Entries taken from a collection:
################

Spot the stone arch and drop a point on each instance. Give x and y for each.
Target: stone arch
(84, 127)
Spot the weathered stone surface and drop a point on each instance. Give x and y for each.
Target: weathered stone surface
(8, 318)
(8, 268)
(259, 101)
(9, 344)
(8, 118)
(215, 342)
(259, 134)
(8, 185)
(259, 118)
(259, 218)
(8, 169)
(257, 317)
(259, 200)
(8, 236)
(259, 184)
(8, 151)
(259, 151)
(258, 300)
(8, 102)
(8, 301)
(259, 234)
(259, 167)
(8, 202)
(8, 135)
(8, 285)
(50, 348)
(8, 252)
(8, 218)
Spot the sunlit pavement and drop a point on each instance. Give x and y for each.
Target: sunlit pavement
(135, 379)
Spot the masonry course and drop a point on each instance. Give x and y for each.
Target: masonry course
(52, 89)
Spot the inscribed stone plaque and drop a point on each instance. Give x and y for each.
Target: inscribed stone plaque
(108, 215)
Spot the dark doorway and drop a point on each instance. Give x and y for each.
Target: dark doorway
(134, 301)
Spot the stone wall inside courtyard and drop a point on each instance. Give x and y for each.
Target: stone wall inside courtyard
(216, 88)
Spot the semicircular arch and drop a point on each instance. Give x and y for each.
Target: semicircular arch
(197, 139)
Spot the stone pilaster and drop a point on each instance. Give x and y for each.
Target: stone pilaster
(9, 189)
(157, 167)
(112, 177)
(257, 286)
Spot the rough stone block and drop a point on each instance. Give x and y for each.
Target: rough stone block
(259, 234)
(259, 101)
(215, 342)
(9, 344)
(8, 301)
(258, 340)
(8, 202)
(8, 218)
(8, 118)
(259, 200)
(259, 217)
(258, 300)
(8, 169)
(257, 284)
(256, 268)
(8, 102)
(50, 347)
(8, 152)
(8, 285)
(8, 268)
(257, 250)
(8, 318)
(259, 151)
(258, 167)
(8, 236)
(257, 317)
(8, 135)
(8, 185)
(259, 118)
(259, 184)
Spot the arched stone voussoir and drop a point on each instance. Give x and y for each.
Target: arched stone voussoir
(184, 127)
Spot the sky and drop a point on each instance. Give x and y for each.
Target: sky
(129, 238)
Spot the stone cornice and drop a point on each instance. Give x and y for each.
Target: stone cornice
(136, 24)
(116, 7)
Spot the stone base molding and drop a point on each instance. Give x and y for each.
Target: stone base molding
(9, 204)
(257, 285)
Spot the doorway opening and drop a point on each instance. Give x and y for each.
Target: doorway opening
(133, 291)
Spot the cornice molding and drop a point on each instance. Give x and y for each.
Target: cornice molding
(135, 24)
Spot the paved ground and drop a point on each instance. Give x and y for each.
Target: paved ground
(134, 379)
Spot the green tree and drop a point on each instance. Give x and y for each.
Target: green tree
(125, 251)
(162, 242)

################

What the exercise asks: Out of the data above, transcribe exactly and only the lines starting with the line that has "Target: weathered stone surface" and going on through the line that has "Spot the rough", both included.

Solved problem:
Target: weathered stone surface
(8, 318)
(8, 268)
(259, 101)
(9, 344)
(8, 118)
(215, 342)
(259, 134)
(8, 185)
(259, 118)
(259, 218)
(8, 169)
(257, 317)
(259, 200)
(8, 236)
(259, 184)
(8, 151)
(259, 151)
(258, 300)
(8, 102)
(8, 301)
(259, 234)
(259, 167)
(8, 202)
(8, 135)
(8, 285)
(50, 348)
(8, 252)
(8, 218)
Spot the sunlit pavement and drop a point on each instance. Give x and y for each.
Target: sunlit pavement
(135, 379)
Spot the masonry course and drop a point on each instance. Give x and y for each.
Target: masonry course
(52, 89)
Spot the inscribed stone plaque and drop a point on each instance. Give x and y for each.
Target: inscribed stone plaque
(108, 215)
Spot the dark doorway and drop a point on each instance. Give x and y for each.
Target: dark doorway
(134, 301)
Spot the stone wall inside courtyard and drop a point on each instance. Give x and y for each.
Target: stone wall inside courtyard
(216, 88)
Spot the semicircular arch and drop a point on each instance. Give x and y for each.
Target: semicircular arch
(197, 139)
Spot the stone pilaster and drop a point on each instance. Give x and y for each.
Target: stone pilaster
(9, 189)
(157, 167)
(112, 177)
(257, 286)
Spot the rough stone block and drop a point on each instance. Give x and y for each.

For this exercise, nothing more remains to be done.